- What to work on:
**a)** In the astrobiology faculty profile, what are the principal carriers of the biologically important chemical elements in interstellar space?
**b)** Please continue the astrobiology faculty profile past its final sentence.

== Study text ==

Director, New York Center for Astrobiology (since 2008)
Rensselaer Alumni Association Outstanding Teacher’s Award recipient (2002)
Professor of Physics, Rensselaer Polytechnic Institute (since 1994)
Associate Professor of Physics, Rensselaer Polytechnic Institute (1991/94)
Professor of Astrophysics, University of Central Lancashire (1990/91)
Senior Lecturer in Astrophysics, University of Central Lancashire (1980/90)
Ph.D., Astronomy, University of St Andrews (1975)
B.Sc., Physics (Hons.), University of St Andrews (1970)
The long-term goal of my research is to test the hypothesis that organic molecules relevant to the origin of life are ubiquitous within the interstellar condensations from which planetary systems are born. The principal carriers of the biologically important chemical elements in interstellar space are submicron sized dust grains. The physical and chemical properties of these particles, and their evolution with respect to time in regions of active star formation, are vital and topical issues in modern astrophysics with potentially far-reaching implications for studies of the origin and distribution of life.

===
== Information provided ==

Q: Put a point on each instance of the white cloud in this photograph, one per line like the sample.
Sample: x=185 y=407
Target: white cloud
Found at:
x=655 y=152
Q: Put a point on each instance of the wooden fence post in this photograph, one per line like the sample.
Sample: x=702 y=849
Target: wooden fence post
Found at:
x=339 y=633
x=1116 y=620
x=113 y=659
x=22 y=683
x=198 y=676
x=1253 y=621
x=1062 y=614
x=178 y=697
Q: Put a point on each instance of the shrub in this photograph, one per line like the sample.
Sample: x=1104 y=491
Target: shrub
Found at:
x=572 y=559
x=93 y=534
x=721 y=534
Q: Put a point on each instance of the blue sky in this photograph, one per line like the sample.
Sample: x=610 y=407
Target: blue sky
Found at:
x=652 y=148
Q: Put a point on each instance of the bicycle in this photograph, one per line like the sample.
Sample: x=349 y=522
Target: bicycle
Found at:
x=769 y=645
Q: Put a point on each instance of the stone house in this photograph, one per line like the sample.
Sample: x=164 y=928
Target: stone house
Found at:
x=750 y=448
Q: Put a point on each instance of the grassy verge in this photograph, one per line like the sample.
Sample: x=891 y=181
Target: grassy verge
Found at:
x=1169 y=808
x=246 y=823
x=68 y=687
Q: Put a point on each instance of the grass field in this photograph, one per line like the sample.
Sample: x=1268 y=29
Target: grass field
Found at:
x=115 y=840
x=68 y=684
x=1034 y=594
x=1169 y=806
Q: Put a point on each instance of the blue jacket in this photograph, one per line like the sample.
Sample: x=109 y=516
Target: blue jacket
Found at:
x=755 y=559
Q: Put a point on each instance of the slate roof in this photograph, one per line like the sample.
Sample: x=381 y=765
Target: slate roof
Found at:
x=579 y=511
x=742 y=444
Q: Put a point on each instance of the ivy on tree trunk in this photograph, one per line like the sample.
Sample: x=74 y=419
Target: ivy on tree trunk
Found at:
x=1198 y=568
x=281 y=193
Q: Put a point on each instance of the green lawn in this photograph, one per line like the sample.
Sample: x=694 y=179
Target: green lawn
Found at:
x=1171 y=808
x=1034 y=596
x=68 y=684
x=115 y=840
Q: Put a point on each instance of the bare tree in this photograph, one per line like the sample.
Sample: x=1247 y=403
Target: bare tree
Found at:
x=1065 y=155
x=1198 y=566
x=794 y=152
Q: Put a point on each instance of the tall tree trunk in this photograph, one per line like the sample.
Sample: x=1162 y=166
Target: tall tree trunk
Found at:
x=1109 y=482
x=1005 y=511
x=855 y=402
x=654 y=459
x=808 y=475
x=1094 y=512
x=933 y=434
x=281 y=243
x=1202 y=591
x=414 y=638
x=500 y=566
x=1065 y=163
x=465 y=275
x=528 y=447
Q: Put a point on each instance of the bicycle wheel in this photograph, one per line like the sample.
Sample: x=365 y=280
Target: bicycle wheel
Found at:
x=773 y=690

===

- Responses by item number:
**a)** Submicron sized dust grains.

**b)**
Research on star formation has been greatly stimulated in recent years by advances in infrared astronomy, providing a means of studying stellar populations deep within molecular clouds in regions hidden from view at visible wavelengths. Infrared observations also provide an extremely powerful technique for investigating the nature of interstellar dust: solid state spectral features contain a wealth of information on the composition, internal structure and thermal history of the grains. The data needed to advance this field are now widely available from ground-based telescopes and from the archives of past space missions such as the Infrared Space Observatory and the Spitzer Space Telescope. Current and future missions such as the Stratospheric Observatory for Infrared Astronomy and the James Webb Space Telescope will provide new data of unprecedented quality over the next decade and beyond.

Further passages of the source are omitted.